- DATA EXCERPTS -
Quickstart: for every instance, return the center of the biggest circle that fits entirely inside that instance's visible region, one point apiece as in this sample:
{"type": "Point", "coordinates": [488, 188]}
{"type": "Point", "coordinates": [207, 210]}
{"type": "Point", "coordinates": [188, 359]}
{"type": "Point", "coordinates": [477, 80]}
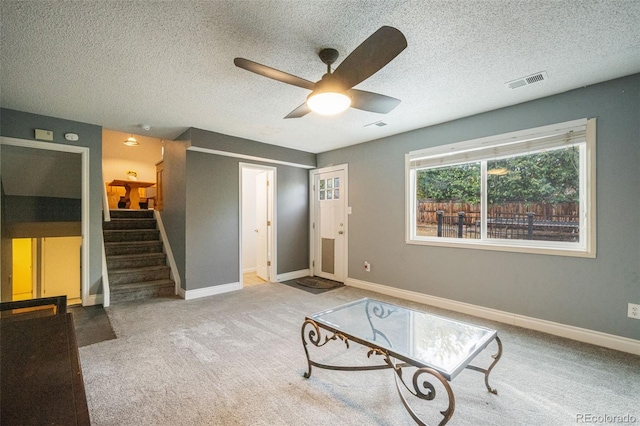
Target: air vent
{"type": "Point", "coordinates": [525, 81]}
{"type": "Point", "coordinates": [377, 123]}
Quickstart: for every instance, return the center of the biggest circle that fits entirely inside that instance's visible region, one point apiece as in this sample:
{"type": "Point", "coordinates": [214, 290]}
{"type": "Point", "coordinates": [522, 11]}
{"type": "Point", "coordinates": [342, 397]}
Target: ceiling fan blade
{"type": "Point", "coordinates": [372, 102]}
{"type": "Point", "coordinates": [301, 111]}
{"type": "Point", "coordinates": [273, 73]}
{"type": "Point", "coordinates": [368, 58]}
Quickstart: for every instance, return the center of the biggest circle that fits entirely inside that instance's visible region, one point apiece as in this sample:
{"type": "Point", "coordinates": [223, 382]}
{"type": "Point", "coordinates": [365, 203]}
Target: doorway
{"type": "Point", "coordinates": [257, 224]}
{"type": "Point", "coordinates": [55, 238]}
{"type": "Point", "coordinates": [47, 267]}
{"type": "Point", "coordinates": [329, 212]}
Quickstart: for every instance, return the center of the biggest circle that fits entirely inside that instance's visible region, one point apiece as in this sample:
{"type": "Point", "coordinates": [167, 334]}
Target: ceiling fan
{"type": "Point", "coordinates": [335, 89]}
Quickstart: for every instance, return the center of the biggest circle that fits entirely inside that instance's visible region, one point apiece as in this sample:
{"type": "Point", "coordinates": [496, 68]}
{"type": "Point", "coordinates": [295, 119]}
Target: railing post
{"type": "Point", "coordinates": [461, 216]}
{"type": "Point", "coordinates": [530, 216]}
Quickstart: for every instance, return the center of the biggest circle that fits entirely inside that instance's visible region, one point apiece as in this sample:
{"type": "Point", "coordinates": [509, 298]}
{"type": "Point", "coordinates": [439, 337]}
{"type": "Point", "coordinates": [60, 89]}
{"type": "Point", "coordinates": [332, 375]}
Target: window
{"type": "Point", "coordinates": [531, 191]}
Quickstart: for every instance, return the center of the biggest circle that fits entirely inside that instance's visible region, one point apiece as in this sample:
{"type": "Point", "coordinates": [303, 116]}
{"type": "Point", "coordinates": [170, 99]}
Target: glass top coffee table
{"type": "Point", "coordinates": [434, 345]}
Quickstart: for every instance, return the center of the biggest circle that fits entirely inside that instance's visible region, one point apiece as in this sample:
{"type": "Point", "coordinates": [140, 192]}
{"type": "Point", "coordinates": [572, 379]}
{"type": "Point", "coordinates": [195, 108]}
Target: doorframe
{"type": "Point", "coordinates": [271, 194]}
{"type": "Point", "coordinates": [85, 205]}
{"type": "Point", "coordinates": [312, 215]}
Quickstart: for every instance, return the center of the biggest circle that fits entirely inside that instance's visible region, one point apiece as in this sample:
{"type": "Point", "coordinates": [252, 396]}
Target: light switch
{"type": "Point", "coordinates": [44, 135]}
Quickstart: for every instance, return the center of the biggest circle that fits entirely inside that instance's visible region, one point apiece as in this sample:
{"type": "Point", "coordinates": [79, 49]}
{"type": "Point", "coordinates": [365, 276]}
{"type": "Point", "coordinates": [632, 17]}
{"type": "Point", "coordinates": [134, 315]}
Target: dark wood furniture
{"type": "Point", "coordinates": [40, 373]}
{"type": "Point", "coordinates": [131, 196]}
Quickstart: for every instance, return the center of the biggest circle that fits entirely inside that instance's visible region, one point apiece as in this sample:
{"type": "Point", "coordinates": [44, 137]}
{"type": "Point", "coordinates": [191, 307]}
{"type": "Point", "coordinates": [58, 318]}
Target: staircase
{"type": "Point", "coordinates": [136, 262]}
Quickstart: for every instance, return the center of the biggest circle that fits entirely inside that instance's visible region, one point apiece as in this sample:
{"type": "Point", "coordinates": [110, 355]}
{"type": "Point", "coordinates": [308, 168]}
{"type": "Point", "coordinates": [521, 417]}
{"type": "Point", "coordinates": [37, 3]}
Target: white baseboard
{"type": "Point", "coordinates": [293, 275]}
{"type": "Point", "coordinates": [208, 291]}
{"type": "Point", "coordinates": [93, 299]}
{"type": "Point", "coordinates": [611, 341]}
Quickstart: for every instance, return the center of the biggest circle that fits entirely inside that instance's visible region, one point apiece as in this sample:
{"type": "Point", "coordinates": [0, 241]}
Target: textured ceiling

- WRITTEN REQUEST -
Which lines in the items above contain the string "ceiling"? Return each one in full.

- ANSWER TO THE EXERCISE -
Target: ceiling fan blade
Target: ceiling fan
Target: textured ceiling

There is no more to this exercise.